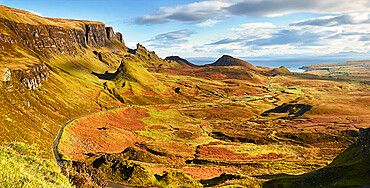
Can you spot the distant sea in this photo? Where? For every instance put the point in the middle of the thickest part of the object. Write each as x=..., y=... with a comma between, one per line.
x=293, y=64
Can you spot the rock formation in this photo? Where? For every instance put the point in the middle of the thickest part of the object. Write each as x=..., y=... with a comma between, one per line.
x=227, y=60
x=33, y=77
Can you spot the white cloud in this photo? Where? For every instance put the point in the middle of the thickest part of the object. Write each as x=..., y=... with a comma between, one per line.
x=351, y=18
x=208, y=23
x=37, y=13
x=217, y=10
x=170, y=39
x=266, y=39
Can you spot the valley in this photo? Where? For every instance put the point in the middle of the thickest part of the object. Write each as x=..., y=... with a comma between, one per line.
x=74, y=92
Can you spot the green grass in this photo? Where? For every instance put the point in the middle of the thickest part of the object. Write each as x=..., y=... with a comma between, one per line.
x=20, y=166
x=296, y=91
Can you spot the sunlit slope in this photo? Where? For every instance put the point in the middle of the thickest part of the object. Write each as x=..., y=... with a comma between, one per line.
x=349, y=169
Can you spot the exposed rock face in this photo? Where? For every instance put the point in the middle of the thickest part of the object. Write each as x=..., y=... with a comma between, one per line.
x=114, y=36
x=364, y=138
x=48, y=38
x=146, y=55
x=181, y=61
x=227, y=60
x=33, y=77
x=7, y=75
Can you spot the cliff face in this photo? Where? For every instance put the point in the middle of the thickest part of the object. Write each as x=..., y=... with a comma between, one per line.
x=227, y=60
x=33, y=77
x=181, y=61
x=49, y=38
x=23, y=44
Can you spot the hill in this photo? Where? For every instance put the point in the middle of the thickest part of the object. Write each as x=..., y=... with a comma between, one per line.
x=227, y=60
x=21, y=166
x=181, y=61
x=349, y=169
x=351, y=70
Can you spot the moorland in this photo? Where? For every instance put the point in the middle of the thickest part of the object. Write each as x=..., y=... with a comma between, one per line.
x=141, y=120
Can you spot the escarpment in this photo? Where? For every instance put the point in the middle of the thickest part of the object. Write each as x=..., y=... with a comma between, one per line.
x=26, y=45
x=47, y=39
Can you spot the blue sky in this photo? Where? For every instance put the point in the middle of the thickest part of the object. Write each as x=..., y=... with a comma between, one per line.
x=248, y=29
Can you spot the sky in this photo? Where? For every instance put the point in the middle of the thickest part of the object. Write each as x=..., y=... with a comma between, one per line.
x=253, y=30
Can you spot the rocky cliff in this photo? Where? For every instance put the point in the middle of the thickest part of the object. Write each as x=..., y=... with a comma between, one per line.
x=349, y=169
x=227, y=60
x=50, y=38
x=181, y=61
x=26, y=39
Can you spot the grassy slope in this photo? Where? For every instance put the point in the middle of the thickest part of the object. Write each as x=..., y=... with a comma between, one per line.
x=349, y=169
x=22, y=16
x=21, y=166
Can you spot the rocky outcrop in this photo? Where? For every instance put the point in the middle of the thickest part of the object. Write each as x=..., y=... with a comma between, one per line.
x=181, y=61
x=145, y=54
x=114, y=36
x=349, y=169
x=7, y=75
x=34, y=76
x=364, y=138
x=49, y=38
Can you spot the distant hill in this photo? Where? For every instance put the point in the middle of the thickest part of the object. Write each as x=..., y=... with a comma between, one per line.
x=350, y=169
x=181, y=61
x=281, y=70
x=227, y=60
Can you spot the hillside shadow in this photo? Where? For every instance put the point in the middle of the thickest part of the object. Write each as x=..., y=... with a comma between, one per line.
x=105, y=76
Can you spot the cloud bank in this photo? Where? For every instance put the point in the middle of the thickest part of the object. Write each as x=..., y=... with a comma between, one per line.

EXERCISE GOAL: Please rewrite the data from its start through the line containing "x=293, y=64", that line included, as a numbered list, skipping blank lines and leaving out the pictures.

REPLY:
1. Can you spot the distant sea in this photo? Where? For every instance put the point in the middle of the thickest part of the object. Write each as x=..., y=... with a comma between, one per line.
2. x=293, y=64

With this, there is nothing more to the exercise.